▶ [Exercise task]: Pull out each line in the records below that contains the word "fruit", copying every such line in full. Matches must agree in case.
____ Provided data
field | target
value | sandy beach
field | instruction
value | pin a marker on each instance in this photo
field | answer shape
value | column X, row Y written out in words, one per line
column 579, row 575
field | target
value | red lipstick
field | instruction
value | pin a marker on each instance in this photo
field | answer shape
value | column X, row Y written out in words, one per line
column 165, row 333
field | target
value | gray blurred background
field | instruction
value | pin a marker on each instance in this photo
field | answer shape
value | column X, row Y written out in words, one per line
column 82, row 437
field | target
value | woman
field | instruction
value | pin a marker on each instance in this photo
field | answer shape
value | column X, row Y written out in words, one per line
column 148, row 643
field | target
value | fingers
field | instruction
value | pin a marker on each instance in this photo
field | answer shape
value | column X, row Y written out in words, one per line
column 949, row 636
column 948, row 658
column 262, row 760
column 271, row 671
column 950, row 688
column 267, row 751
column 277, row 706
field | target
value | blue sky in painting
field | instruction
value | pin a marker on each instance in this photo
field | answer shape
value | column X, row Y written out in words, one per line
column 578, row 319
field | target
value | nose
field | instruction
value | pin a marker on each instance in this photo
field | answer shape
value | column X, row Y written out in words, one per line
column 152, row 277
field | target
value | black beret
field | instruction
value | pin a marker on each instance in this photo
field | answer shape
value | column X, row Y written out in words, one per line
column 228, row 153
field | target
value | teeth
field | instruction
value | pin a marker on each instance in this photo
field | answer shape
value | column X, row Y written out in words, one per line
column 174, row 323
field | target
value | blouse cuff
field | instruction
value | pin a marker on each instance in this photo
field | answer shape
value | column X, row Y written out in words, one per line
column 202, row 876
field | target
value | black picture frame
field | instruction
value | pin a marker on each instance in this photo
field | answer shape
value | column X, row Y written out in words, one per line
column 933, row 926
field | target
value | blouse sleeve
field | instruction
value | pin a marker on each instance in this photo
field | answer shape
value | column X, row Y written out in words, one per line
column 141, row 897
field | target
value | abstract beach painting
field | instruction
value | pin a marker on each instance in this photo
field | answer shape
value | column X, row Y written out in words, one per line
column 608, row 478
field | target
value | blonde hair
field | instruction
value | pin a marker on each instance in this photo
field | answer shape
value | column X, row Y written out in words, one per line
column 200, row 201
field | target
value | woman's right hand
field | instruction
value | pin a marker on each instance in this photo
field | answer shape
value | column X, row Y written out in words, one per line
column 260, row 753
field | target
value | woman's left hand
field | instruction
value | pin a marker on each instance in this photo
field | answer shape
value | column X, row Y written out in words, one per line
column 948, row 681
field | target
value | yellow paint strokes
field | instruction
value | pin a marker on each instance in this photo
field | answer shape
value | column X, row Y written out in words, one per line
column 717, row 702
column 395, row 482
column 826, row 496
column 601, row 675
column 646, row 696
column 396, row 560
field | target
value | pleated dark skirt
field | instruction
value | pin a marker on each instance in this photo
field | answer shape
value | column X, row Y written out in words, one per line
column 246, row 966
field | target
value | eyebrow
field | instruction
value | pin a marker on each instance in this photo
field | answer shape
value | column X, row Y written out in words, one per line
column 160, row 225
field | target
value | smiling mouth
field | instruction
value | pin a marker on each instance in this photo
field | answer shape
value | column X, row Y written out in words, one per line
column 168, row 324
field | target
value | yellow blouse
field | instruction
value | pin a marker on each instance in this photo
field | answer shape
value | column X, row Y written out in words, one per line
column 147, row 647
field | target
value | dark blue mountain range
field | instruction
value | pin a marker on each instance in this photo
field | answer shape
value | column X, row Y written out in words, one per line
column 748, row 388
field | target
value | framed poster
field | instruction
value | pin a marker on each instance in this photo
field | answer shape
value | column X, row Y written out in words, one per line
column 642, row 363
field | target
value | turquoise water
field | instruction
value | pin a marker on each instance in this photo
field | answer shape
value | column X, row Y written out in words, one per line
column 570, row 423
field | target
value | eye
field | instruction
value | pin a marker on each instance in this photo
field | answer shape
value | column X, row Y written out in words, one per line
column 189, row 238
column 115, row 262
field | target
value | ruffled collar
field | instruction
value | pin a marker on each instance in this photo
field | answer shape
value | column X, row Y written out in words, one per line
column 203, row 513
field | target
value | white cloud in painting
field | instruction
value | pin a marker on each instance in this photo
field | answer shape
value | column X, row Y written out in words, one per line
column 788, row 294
________
____ Provided data
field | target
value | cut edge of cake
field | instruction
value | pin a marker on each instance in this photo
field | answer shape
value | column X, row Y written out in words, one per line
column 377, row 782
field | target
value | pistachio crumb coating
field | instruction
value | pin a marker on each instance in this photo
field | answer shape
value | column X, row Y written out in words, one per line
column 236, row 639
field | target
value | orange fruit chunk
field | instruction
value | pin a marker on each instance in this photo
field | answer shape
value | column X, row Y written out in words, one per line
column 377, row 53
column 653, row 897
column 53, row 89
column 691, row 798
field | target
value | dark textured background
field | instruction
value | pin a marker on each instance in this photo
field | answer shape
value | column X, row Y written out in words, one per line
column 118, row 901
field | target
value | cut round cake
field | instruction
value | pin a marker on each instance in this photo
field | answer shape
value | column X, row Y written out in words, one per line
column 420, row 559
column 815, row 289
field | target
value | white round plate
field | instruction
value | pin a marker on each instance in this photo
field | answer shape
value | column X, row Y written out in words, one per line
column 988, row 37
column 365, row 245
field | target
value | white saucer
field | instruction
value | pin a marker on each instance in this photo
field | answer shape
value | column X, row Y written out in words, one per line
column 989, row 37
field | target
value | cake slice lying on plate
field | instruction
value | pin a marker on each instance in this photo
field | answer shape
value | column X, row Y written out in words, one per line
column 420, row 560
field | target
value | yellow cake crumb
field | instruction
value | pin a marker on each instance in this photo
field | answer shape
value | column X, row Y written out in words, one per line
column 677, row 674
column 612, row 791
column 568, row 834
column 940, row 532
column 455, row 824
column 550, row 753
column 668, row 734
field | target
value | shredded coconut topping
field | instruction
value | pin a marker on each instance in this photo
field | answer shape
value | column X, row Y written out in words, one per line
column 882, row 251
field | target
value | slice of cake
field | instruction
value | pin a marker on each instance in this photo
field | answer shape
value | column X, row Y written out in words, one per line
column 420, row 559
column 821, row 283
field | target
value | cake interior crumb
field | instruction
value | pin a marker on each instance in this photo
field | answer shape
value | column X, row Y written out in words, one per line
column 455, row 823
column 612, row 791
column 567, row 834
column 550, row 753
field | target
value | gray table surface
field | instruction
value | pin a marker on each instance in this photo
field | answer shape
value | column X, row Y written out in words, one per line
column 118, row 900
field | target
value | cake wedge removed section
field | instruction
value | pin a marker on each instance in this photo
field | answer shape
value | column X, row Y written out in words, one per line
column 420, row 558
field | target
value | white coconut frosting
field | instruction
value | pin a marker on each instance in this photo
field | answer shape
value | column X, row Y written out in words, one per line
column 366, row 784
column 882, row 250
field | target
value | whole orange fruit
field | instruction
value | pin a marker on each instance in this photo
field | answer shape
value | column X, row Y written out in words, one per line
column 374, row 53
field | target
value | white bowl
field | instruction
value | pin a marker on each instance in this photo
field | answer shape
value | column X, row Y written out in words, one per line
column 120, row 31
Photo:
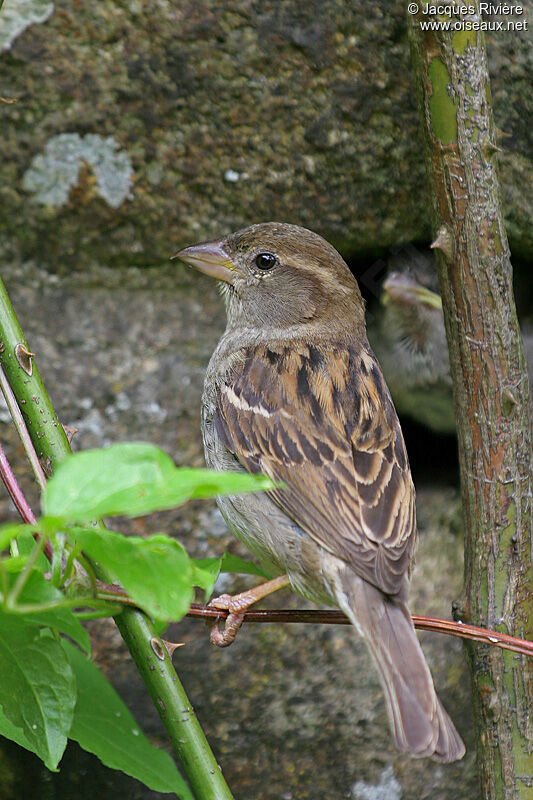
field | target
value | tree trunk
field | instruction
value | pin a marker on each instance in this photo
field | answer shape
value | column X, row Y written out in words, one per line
________
▶ [The output]:
value | orange fruit chunk
value | whole orange fruit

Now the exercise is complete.